STATED GOAL: Rewrite each line of the listing below as an item in a numbered list, and drop any blank lines.

Collected data
..............................
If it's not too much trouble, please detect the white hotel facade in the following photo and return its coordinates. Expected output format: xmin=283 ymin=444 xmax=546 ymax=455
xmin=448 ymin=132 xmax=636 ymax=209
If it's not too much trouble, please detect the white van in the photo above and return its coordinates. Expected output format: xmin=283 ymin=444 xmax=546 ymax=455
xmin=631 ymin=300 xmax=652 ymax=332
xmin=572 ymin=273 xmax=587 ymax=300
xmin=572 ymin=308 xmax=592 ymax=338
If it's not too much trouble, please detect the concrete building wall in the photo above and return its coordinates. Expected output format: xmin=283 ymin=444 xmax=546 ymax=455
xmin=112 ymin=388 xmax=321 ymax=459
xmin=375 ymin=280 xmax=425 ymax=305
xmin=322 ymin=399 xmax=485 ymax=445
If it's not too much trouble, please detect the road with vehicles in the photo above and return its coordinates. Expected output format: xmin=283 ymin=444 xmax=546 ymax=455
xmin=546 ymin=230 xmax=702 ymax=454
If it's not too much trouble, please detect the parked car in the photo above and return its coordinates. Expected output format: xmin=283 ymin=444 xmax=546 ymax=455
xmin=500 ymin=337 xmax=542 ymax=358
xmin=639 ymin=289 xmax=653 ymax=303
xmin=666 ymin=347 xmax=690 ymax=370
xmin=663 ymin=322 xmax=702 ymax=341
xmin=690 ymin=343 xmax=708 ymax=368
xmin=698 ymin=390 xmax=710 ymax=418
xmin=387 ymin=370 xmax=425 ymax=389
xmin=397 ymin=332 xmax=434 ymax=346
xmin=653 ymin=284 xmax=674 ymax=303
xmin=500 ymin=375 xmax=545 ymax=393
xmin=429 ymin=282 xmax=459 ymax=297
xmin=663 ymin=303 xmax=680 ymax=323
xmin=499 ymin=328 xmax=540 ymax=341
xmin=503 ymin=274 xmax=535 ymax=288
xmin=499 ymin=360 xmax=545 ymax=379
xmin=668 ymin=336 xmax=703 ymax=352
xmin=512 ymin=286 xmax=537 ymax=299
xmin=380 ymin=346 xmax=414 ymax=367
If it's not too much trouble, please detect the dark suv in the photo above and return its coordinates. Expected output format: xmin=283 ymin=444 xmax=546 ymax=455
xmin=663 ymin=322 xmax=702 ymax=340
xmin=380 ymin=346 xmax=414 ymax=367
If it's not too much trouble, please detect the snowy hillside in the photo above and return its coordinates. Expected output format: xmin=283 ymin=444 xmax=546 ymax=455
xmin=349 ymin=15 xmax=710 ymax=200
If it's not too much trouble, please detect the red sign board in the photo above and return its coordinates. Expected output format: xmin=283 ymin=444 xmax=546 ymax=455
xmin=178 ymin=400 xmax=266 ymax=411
..............................
THE REPLY:
1. If it's not too much trouble, please detect the white hotel facade in the following photo and return its coordinates. Expected output format: xmin=283 ymin=444 xmax=546 ymax=455
2. xmin=448 ymin=132 xmax=636 ymax=209
3. If it's not too much trouble, please detect the white van in the photo above and return its coordinates. Expected output format: xmin=283 ymin=444 xmax=546 ymax=455
4. xmin=631 ymin=300 xmax=652 ymax=332
5. xmin=572 ymin=273 xmax=587 ymax=300
6. xmin=572 ymin=308 xmax=592 ymax=338
7. If it's not too much trouble, please detect the concrete building wall in the photo above and return its coordinates. Expected output format: xmin=283 ymin=444 xmax=546 ymax=455
8. xmin=112 ymin=388 xmax=321 ymax=459
9. xmin=375 ymin=280 xmax=425 ymax=305
10. xmin=322 ymin=399 xmax=485 ymax=445
11. If it's not too much trouble, please detect the road with vehicles in the photo above and return its coordinates. Expected output format: xmin=283 ymin=444 xmax=546 ymax=455
12. xmin=546 ymin=230 xmax=702 ymax=454
13. If it's not too much trouble, please detect the parked car in the photo above and return its coordinates. Expected output format: xmin=283 ymin=444 xmax=546 ymax=455
14. xmin=500 ymin=337 xmax=542 ymax=358
15. xmin=639 ymin=289 xmax=653 ymax=303
16. xmin=666 ymin=347 xmax=690 ymax=370
17. xmin=663 ymin=322 xmax=702 ymax=341
18. xmin=690 ymin=343 xmax=708 ymax=368
19. xmin=698 ymin=390 xmax=710 ymax=418
20. xmin=387 ymin=370 xmax=425 ymax=389
21. xmin=397 ymin=332 xmax=434 ymax=346
22. xmin=653 ymin=284 xmax=674 ymax=303
23. xmin=500 ymin=375 xmax=545 ymax=393
24. xmin=429 ymin=282 xmax=459 ymax=297
25. xmin=663 ymin=303 xmax=680 ymax=323
26. xmin=499 ymin=328 xmax=540 ymax=341
27. xmin=503 ymin=274 xmax=535 ymax=288
28. xmin=499 ymin=360 xmax=545 ymax=379
29. xmin=668 ymin=336 xmax=703 ymax=352
30. xmin=512 ymin=286 xmax=537 ymax=299
31. xmin=380 ymin=346 xmax=414 ymax=367
32. If it's not too much trouble, please detect the dark suv in the photo above and return its coordinates. Expected output format: xmin=283 ymin=444 xmax=546 ymax=455
33. xmin=663 ymin=322 xmax=702 ymax=340
34. xmin=380 ymin=346 xmax=414 ymax=367
35. If it's not too much trouble, please detect the snowy hillside in the photo above and return its coordinates. Expected output format: xmin=283 ymin=444 xmax=546 ymax=455
36. xmin=349 ymin=15 xmax=710 ymax=200
37. If it's not too much trouble, please detect the red sign board in the photo above and return its coordinates. Expected output format: xmin=283 ymin=444 xmax=546 ymax=455
38. xmin=178 ymin=400 xmax=266 ymax=411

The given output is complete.